─── Extrait à lire ───

La gouvernance économique du PQ
Yvan Allaire | Lesaffaires.comDans une entrevue accordée au journal La Presse (Jean-Philippe Décarie, 6 septembre 2012) tout juste avant sa nomination, le nouveau ministre des finances du Québec déclarait son admiration pour l’ouvrage de Daron Acemoglu et James A. Robinson «Why nations fail : the origins of power, prosperity, and poverty»
Sachant cela, il est permis d’espérer pour la suite des choses dans le domaine des finances publiques et de l’économie du Québec. En effet, les professeurs Acemoglu et Robinson soutiennent, moult exemples historiques à l’appui, que les nations échouent, deviennent pauvres ou le restent parce qu’elles n’ont pas créé ou protégé les institutions «inclusives» qui incitent une population à épargner, investir et innover.

─── Extrait de données ───

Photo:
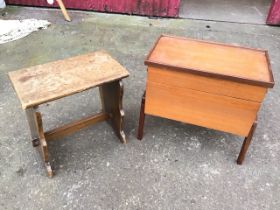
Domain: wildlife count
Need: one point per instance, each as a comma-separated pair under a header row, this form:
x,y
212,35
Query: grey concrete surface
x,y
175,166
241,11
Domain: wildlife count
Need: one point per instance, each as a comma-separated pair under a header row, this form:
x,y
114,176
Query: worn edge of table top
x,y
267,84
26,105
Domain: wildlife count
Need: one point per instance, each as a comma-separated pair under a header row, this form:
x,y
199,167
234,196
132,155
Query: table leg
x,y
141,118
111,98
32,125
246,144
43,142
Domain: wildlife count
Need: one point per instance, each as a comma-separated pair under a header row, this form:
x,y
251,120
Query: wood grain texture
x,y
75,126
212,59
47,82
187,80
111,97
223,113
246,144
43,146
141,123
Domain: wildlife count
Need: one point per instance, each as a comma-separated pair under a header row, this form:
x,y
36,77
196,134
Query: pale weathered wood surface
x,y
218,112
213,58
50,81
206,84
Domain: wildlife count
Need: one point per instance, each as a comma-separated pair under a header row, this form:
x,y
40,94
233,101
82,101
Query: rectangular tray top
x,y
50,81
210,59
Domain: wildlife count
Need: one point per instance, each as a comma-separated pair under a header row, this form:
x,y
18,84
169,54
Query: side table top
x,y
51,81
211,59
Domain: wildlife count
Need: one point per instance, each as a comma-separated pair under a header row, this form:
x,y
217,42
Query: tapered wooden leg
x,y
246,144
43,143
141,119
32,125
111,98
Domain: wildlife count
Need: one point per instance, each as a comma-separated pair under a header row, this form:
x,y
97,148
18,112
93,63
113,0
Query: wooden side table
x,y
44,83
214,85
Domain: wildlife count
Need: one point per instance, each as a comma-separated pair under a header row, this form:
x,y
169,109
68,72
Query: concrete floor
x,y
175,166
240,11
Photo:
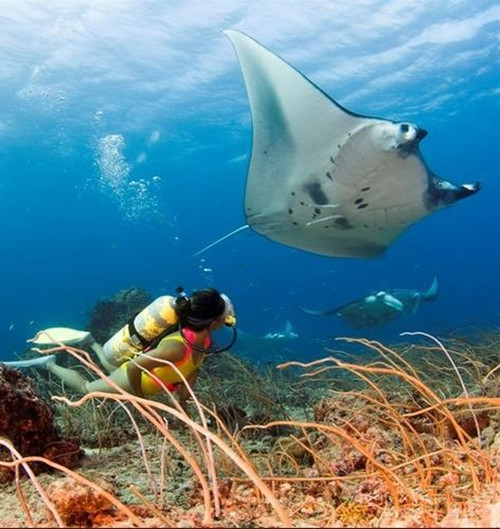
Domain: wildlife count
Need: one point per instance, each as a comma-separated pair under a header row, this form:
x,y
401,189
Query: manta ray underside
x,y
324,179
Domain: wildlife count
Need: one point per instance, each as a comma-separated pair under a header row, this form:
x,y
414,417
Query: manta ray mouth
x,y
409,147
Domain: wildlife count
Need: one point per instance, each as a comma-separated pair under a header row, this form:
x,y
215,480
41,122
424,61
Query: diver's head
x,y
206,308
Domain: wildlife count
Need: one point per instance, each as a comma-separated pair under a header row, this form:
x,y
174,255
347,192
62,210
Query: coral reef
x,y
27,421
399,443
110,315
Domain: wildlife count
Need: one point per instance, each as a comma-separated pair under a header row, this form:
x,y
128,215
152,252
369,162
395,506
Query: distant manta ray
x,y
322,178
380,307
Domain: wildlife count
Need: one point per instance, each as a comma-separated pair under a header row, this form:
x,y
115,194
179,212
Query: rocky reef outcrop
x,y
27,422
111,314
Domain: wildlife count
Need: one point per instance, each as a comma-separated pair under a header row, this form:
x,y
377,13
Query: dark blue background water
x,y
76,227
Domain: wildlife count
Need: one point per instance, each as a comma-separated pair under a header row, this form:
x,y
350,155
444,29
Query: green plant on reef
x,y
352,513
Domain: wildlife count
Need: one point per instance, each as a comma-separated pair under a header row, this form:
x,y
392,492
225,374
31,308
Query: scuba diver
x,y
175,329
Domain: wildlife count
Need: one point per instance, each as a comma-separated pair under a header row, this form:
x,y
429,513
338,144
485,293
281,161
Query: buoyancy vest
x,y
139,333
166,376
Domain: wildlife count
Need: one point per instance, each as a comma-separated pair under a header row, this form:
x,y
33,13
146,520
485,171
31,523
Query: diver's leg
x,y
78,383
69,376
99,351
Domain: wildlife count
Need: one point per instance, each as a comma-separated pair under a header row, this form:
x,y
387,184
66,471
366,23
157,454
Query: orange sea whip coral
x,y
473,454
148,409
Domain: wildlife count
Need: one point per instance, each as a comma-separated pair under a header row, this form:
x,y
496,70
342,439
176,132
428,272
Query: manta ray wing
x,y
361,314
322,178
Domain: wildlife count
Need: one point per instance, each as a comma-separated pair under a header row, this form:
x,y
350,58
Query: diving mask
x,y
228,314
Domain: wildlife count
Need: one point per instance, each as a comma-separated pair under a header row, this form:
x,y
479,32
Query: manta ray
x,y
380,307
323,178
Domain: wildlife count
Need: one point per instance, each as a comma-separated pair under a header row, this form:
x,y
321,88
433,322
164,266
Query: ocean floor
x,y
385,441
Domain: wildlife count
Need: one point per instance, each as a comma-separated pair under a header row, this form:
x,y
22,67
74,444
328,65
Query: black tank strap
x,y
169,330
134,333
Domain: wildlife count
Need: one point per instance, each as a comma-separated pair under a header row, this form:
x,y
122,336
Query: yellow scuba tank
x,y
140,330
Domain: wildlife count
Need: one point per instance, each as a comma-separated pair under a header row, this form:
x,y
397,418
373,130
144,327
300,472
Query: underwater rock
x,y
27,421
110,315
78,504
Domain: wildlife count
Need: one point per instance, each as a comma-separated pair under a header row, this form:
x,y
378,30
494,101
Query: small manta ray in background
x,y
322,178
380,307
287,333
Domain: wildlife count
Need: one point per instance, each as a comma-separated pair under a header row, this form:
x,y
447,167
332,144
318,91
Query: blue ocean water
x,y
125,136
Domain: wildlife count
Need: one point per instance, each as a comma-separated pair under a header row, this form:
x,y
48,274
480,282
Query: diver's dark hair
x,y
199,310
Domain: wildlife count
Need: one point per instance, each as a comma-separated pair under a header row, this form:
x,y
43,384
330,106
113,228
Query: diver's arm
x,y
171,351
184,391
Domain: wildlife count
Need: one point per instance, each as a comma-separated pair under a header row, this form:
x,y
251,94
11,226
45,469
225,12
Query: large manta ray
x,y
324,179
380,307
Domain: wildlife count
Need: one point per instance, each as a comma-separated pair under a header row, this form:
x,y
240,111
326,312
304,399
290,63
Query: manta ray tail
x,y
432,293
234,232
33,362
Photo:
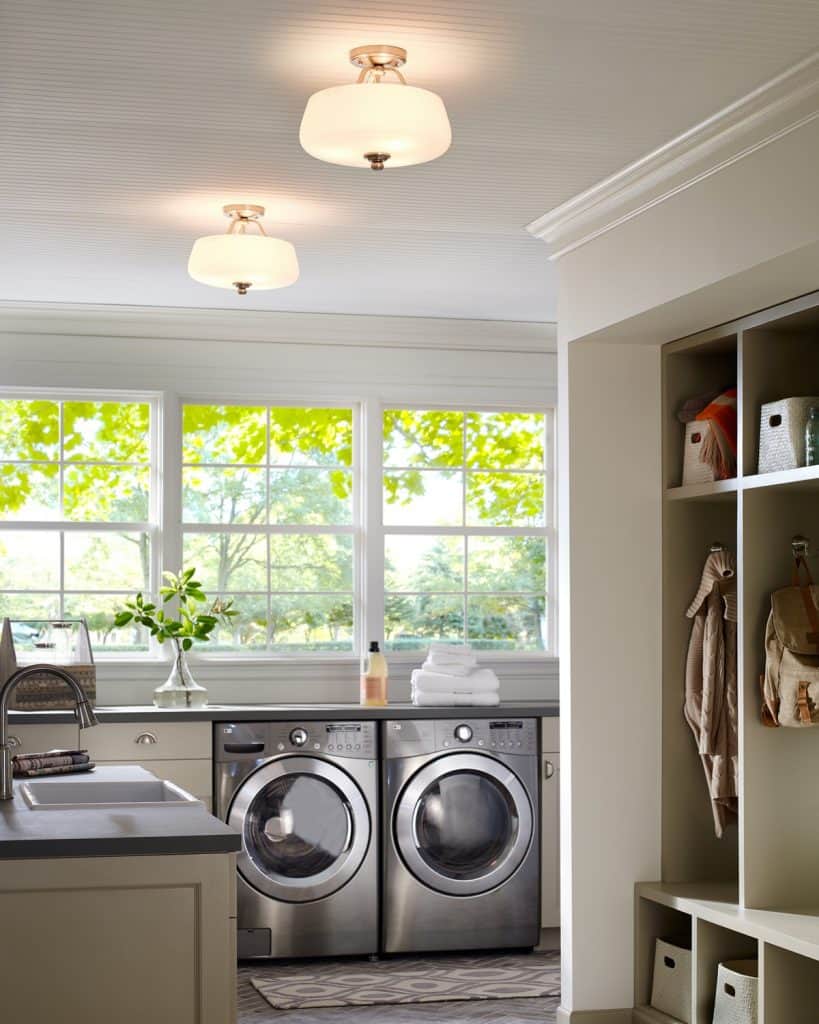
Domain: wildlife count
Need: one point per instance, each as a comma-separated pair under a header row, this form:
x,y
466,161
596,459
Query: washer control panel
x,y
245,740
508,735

───

Travail demandé — Reprenez, s'il vous plaît, le texte sur la gouvernance économique du PQ juste après sa dernière phrase et poursuivez-le. La liste n'a aucun lien avec le texte sur la gouvernance économique du PQ.

Votre réponse —
Parmi ces institutions, viennent aux premiers rangs, le pluralisme politique, le respect des lois, des précédents et du droit à la propriété, des tribunaux impartiaux et intègres, une constitution qui enchâsse ces institutions. Les nations sont pauvres, ou le deviennent, écrivent-ils lorsque leur société civile ne suscite pas de telles institutions ou, lorsqu’elles sont menacées, ne dispose pas des ressources ni des moyens pour protéger ces institutions contre leur détournement par les élites politiques ou économiques.
Le pénible imbroglio d’une taxation rétroactive donne justement une impression malheureuse d’arbitraire, de non-respect du droit des citoyens payeurs de taxe de savoir à l’avance ce que l’on attend d’eux. Dans l’aquarium global qu’est devenu l’univers économique, cette bourde apparait, grossie et déformée, comme un signe avant-coureur d’autres initiatives de même nature.
Soit, l’erreur est humaine. Le ministre semble vouloir corriger le tir. Bravo!
Comment cette thèse d’Acemoglu et Robinson devrait-elle peser sur certaines autres décisions du ministre? Voici quelques exemples.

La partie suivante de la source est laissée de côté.